»»

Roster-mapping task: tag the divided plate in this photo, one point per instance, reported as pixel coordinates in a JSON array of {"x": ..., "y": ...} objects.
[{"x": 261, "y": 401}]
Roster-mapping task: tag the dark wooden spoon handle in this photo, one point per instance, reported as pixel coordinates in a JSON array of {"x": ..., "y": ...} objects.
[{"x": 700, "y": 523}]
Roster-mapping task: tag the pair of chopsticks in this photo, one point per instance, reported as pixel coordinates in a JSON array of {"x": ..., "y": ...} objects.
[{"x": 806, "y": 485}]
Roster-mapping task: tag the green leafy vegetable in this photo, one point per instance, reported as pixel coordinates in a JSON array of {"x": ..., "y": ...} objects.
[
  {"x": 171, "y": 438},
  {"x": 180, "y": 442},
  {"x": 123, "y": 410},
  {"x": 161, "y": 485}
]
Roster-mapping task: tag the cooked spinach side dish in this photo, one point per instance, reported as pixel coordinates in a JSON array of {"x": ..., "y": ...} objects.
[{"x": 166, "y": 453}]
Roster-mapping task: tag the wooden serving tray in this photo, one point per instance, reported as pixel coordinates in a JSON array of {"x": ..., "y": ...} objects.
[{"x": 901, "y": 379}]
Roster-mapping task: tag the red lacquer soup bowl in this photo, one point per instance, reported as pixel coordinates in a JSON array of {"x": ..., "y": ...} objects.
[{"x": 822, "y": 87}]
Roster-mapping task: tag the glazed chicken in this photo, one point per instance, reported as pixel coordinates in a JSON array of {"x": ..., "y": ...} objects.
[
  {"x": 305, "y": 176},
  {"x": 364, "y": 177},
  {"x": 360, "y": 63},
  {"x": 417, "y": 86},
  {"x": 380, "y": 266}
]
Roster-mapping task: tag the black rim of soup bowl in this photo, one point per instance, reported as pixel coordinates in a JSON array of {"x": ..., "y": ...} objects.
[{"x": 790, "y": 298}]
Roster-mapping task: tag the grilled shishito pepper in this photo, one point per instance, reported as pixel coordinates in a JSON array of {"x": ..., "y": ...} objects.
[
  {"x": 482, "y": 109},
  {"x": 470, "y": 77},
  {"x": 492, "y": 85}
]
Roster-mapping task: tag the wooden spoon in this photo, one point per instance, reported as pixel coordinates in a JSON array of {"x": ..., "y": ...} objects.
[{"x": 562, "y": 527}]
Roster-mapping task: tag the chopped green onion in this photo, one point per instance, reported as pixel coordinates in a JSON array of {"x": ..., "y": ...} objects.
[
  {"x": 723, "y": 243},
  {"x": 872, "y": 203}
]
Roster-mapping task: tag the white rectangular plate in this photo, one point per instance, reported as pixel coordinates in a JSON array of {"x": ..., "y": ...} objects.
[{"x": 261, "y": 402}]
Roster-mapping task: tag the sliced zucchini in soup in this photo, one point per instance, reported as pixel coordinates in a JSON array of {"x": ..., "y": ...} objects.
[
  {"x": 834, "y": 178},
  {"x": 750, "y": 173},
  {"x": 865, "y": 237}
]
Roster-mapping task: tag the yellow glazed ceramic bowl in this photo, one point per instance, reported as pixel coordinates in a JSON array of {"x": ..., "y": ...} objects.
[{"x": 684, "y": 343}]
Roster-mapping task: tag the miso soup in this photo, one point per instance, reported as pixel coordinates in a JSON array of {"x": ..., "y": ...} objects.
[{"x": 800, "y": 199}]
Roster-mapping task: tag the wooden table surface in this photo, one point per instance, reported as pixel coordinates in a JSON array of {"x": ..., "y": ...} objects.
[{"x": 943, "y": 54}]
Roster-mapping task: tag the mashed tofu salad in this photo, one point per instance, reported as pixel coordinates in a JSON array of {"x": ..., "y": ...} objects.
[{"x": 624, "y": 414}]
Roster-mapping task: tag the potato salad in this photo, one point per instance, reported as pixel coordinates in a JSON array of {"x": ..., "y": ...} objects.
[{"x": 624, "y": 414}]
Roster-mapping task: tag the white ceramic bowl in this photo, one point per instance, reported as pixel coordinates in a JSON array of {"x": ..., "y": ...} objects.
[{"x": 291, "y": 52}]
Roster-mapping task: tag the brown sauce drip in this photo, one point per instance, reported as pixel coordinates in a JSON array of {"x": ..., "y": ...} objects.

««

◆ Set exercise ◆
Can you repeat everything from the line containing "Roster-mapping task: tag the potato" down to the end of the items, requests included, shifting every x and y coordinate in the answers by -83?

◆ Output ◆
Roster-mapping task: tag the potato salad in this photo, one point per instance, reported as pixel coordinates in a JSON array of {"x": ..., "y": ...} objects.
[{"x": 541, "y": 331}]
Roster-mapping task: tag the white ceramic bowl in this photo, one point per instance, reported as pixel coordinates in a JSON array of {"x": ..., "y": ...} objects.
[{"x": 208, "y": -31}]
Roster-mapping task: tag the brown sauce drip in this photo, one point per instance, reported as pixel coordinates in a JSON array of {"x": ..., "y": ...} objects.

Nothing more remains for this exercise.